# start of TASK DATA
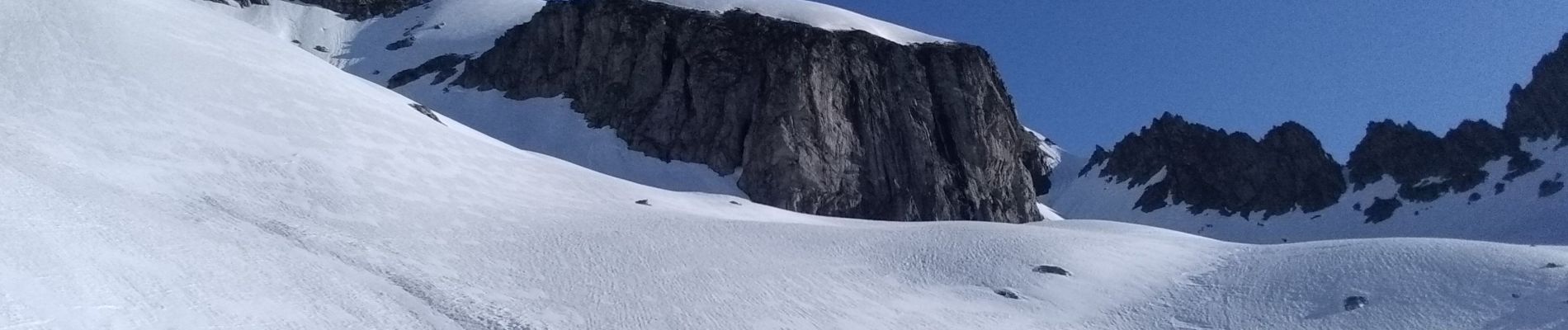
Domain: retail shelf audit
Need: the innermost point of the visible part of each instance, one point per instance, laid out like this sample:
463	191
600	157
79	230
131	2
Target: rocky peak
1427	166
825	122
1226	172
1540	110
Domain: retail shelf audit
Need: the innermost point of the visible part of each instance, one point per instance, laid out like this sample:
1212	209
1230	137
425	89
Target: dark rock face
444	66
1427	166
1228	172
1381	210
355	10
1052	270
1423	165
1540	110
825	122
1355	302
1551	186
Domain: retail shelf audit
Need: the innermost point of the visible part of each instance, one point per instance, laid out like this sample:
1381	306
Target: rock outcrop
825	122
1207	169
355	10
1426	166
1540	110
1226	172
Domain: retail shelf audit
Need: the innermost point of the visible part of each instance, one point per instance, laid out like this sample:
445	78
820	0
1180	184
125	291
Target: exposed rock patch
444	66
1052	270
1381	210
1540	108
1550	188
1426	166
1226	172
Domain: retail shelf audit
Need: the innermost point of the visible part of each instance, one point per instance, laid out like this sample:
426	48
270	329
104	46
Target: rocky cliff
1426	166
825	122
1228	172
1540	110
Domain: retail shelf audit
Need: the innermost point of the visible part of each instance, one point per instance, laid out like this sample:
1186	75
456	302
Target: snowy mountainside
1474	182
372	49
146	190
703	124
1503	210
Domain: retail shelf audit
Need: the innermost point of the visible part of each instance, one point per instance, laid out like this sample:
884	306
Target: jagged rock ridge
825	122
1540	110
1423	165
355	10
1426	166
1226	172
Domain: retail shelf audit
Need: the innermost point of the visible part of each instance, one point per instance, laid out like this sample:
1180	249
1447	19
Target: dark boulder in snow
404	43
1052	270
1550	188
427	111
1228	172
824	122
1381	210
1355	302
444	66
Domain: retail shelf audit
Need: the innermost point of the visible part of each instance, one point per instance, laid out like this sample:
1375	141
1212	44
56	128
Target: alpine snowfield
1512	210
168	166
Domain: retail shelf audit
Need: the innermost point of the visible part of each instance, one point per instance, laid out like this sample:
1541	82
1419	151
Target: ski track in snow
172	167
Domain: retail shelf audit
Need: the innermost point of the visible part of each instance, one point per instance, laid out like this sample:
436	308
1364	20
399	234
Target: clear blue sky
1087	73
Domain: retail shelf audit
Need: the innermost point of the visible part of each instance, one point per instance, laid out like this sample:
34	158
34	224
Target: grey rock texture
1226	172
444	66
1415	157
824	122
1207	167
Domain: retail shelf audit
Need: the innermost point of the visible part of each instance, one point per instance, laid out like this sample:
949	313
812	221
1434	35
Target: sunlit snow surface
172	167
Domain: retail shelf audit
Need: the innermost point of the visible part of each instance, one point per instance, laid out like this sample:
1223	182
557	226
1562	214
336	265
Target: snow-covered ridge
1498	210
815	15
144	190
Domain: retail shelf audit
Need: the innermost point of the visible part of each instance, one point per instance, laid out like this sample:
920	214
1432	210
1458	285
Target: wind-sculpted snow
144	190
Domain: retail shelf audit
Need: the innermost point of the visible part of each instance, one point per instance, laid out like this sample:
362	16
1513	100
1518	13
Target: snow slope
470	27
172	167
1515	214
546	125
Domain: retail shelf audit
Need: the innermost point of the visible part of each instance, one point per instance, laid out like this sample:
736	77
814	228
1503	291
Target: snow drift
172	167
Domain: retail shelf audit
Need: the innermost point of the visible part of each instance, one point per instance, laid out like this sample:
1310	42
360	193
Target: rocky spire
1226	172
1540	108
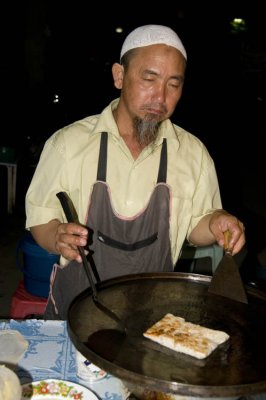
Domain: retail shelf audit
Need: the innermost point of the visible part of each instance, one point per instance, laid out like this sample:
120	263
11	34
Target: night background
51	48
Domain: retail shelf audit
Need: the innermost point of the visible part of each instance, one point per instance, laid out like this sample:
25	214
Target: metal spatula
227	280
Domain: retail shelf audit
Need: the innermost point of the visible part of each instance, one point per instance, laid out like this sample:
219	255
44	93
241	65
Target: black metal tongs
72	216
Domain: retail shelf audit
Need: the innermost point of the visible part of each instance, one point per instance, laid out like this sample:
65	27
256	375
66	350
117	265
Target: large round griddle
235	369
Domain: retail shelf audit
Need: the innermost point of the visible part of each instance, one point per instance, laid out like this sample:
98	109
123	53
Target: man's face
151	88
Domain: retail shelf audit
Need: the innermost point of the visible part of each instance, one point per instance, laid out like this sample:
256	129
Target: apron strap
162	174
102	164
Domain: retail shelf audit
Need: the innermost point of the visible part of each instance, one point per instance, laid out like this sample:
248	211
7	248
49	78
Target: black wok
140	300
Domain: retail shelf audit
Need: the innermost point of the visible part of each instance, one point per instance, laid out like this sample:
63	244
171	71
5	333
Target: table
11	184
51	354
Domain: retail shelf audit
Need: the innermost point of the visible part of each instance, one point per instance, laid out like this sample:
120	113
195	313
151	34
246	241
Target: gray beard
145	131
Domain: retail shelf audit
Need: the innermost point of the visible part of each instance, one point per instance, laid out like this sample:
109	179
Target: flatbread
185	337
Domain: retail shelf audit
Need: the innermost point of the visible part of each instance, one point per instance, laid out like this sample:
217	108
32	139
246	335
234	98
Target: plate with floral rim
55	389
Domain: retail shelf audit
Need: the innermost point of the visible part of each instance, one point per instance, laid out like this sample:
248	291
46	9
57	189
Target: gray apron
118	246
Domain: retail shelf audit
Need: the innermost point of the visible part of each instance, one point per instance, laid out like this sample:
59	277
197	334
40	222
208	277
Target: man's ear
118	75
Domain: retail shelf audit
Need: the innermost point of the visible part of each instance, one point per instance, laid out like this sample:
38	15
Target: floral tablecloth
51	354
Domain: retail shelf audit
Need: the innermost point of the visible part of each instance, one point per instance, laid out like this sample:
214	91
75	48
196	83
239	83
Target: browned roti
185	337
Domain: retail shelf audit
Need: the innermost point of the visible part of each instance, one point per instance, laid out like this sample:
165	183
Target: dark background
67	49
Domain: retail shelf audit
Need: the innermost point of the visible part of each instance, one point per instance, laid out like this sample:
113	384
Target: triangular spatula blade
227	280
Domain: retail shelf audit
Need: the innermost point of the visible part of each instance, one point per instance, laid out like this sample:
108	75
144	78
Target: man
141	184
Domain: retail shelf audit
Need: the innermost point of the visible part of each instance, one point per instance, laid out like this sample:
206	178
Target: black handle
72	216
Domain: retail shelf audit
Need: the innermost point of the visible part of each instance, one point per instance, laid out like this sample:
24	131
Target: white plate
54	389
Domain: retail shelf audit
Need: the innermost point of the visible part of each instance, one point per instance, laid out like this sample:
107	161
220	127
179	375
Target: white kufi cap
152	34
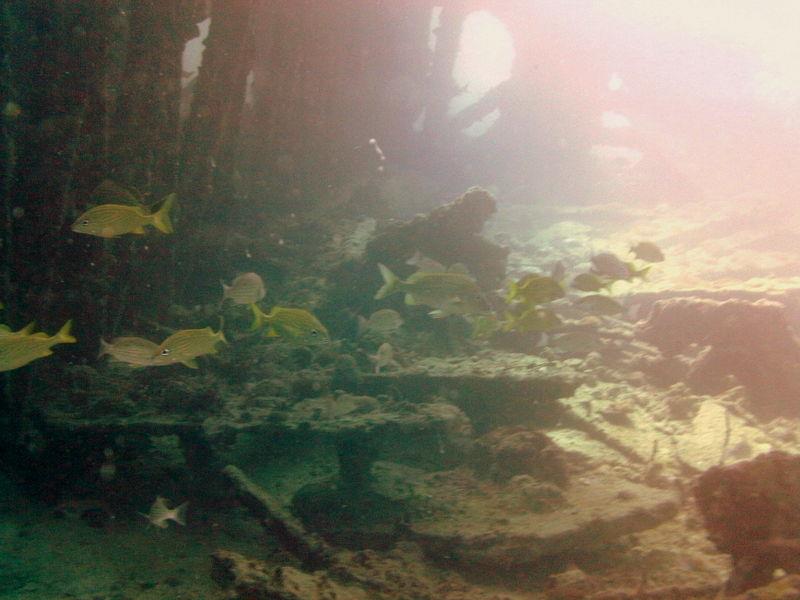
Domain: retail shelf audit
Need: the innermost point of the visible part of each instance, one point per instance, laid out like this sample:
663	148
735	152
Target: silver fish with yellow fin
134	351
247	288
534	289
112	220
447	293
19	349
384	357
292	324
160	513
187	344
# end of TASK DATA
**TASK BRIEF:** Each line of the data should be quoted exactly, with pictures left out.

**ANSWER TO THE EXERCISE:**
Domain: retail shelf audit
Need: the innermost point of the visible part of each instance, one point per instance, laid out like this sample:
463	191
600	157
79	230
131	2
Target: rocky peak
1427	166
825	122
1226	172
1540	110
Domain: retail shelf audit
Need: the innermost point of the visible part of each instance, one point per instance, laid out like this sample:
1212	209
1230	137
425	89
Target: dark rock face
444	66
1427	166
1228	172
1381	210
355	10
1052	270
1423	165
1540	110
825	122
1355	302
1551	186
Domain: retail shelf audit
Need: the innermost point of the visible part of each instance, one point per instance, laid out like this sample:
1381	306
Target: rock outcrop
825	122
1207	169
355	10
1426	166
1540	110
1226	172
Domain: retail shelf audit
Need: the innermost point of the visible part of each instance, one point per instance, laid out like this sample:
445	78
820	0
1180	184
125	291
Target: exposed rock patch
444	66
1052	270
1381	210
1540	108
1550	188
1426	166
1226	172
Domain: retail shelf audit
Need: the innermost point of the visible part of each instance, one point per instance, laid out like this sample:
426	48
270	329
104	46
Target: rocky cliff
1426	166
825	122
1228	172
1540	110
Domain: retail shelf audit
Need: the innermost point of the visible part of each instance, one point per instance, laid out like this sample:
1186	75
456	302
Target: snowy mountainside
1474	182
372	49
146	190
703	124
1503	210
Domain: retail shelf audit
Need: the innermost point of the visible part of each instance, one point per instance, laid out like this sample:
884	306
Target: jagged rock ridge
825	122
1540	110
1423	165
355	10
1426	166
1226	172
Domain: retail shelf audit
Need: the innermost point of the visible part of each instance, one point per instance, laid out like this sample:
1180	249
1447	19
Target: dark boulder in snow
404	43
1052	270
1550	188
427	111
1228	172
824	122
1381	210
1355	302
444	66
Domain: retail shelf audit
Need: the innermost point of the visible part of each instance, one point per instance, laid out like this sample:
1375	141
1212	44
56	128
Target: alpine snowfield
1512	210
168	166
Domain: retail shelf audit
Need: the innermost point of the visible part of each instance, one point per instance, laid out like this sample:
1541	82
1419	151
Target: ski track in snow
172	167
Domain: retail shelf audit
Need: the innermost point of the visible part of each instance, one point per instance, laid out like this sample:
436	308
1364	20
399	234
Target: clear blue sky
1087	73
Domain: retail shelf audit
Need: the innermost point of the visible part of each instance, one point per instance, laid out like this sample:
34	158
34	224
Target: grey rock texture
1226	172
444	66
1415	157
824	122
1207	167
Domain: retail shelf audit
Need: the innermost point of the visible part of each instance, one point per instance, laid out like this sample:
949	313
812	221
1434	35
Target: sunlit snow surface
172	167
Domain: retail shelf audit
Need: the innermost point of the visible part of each instance, one point per instance, laid out like this sample:
1223	182
557	226
1562	214
336	265
Target: snow-covered ridge
1498	210
815	15
144	190
Domain: retail shelf audit
Need: the innermost point of the visible part of each instance, one point per instance, laid out like this sample:
920	214
1432	210
1458	285
Target: wind-sculpted snow
144	190
Domain: retail shelf audit
Need: the innermost point of the visible part of each instance, one point per instance, laid out like this sample:
362	16
1513	100
1518	13
Target: snow slope
470	27
172	167
1515	214
546	125
Domain: retail shelf audit
Need: the innermost point of the visible part of each instance, one point per instance, laid out like this sample:
736	77
814	228
1503	291
Target: snow drift
172	167
Domain: retail shelf audit
Need: the innermost point of the visible part of each instance, one point per instance, laid out like this sample:
1310	42
360	193
Target: rocky spire
1226	172
1540	108
Domain: retail shelf audit
Need: the innermost point of the visible part of each instance, one point per instance, laid out like this sample:
120	263
11	34
Target: night background
51	48
Domain: retail shelf audit
Need: the innermost point of the visible part of each instance, one point per instance, laid out like this sample:
25	214
Target: metal spatula
227	280
Domain: retail shelf audit
Need: the innermost point of the visible part of each instance, one point per instance, laid out like this sample:
219	255
44	93
241	65
Target: black metal tongs
72	216
Domain: retail shelf audit
Need: the innermost point of the visible part of each instance, one point per instance, laid out like this sample:
65	27
256	375
66	350
117	265
Target: large round griddle
235	369
Domain: retail shelf audit
Need: the innermost point of the visible part of each instance, one point per instance, laid out like this sample:
98	109
123	53
Target: man's face
151	88
Domain: retail shelf audit
Need: the innermost point of the visible part of each instance, one point per instance, laid out like this sample:
256	129
Target: apron strap
162	174
102	164
Domain: retail shelf audit
Need: the innermost point of the visible part of each instance, one point per instance, laid out like this sample:
248	211
7	248
49	78
Target: black wok
140	300
Domain: retail shelf audit
Need: the innermost point of the visible part of each instance, one point per instance, laid out like this sample:
63	244
171	71
5	333
Target: table
11	184
51	354
Domain: retail shelf audit
Need: the innermost point of the visible part of each instance, one point per instance, laid out like this sample:
120	113
195	313
151	34
246	241
Target: gray beard
145	131
Domain: retail shelf audit
Need: the innermost point of the visible part of each instance, one point per instance, laid out like this sample:
109	179
Target: flatbread
185	337
Domain: retail shelf audit
Need: the innermost point of the visible part of each instance, one point per instance, laid out like this sample:
217	108
32	139
246	335
234	98
Target: plate with floral rim
55	389
Domain: retail shelf audit
Need: the innermost point of the visible part of each instance, one point per instance, laid out like this sample:
248	291
46	9
57	189
Target: gray apron
118	246
Domain: retail shelf audit
Need: the innermost point of the visible part of each instance, one point per instance, laid out like this sample:
59	277
197	334
40	222
208	277
Target: man's ear
118	75
Domain: retail shelf audit
Need: the innermost point of the visible part of each instance, one point per instance, laid out like this sample:
38	15
Target: floral tablecloth
51	354
Domain: retail shelf audit
Need: the innermost point of the visible part of each instance, one point per instance, laid out like this sample:
214	91
75	48
196	83
239	83
Target: browned roti
185	337
Domain: retail shelf audit
Need: the innermost point of the visible part of each instance, one point per instance, laid out like this sample:
165	183
Target: dark background
67	49
Domain: retail shelf audit
Need: the innermost point of the visible part of each instance, one point per instance, laid out like this sample:
113	384
Target: triangular spatula blade
227	280
Domain: retail shelf audit
Need: the innermost point of the visible part of each instance, one point per instance, laid out like this sample:
108	75
144	78
Target: man
141	184
Domain: retail shelf audit
Need: the innermost point of the visible part of each instance, one point per instance, laid out like this sample:
206	178
Target: black handle
72	216
Domain: retail shelf audit
Need: the innermost point of the visible part of each instance, one point per instance, laid out like this sample:
24	131
Target: white plate
54	389
Domain: retail shelf audit
Need: the innermost point of the visible part of each instance, one point per instance, laid out like this sample:
107	161
220	127
179	375
Target: white kufi cap
152	34
Domain: retail shelf audit
Need: the innermost point of the visible part of each instance, one point per instance, laid out like this sample:
663	148
735	152
Target: silver fish with yellow fin
134	351
247	288
534	289
112	220
447	293
19	349
384	357
292	324
160	513
187	344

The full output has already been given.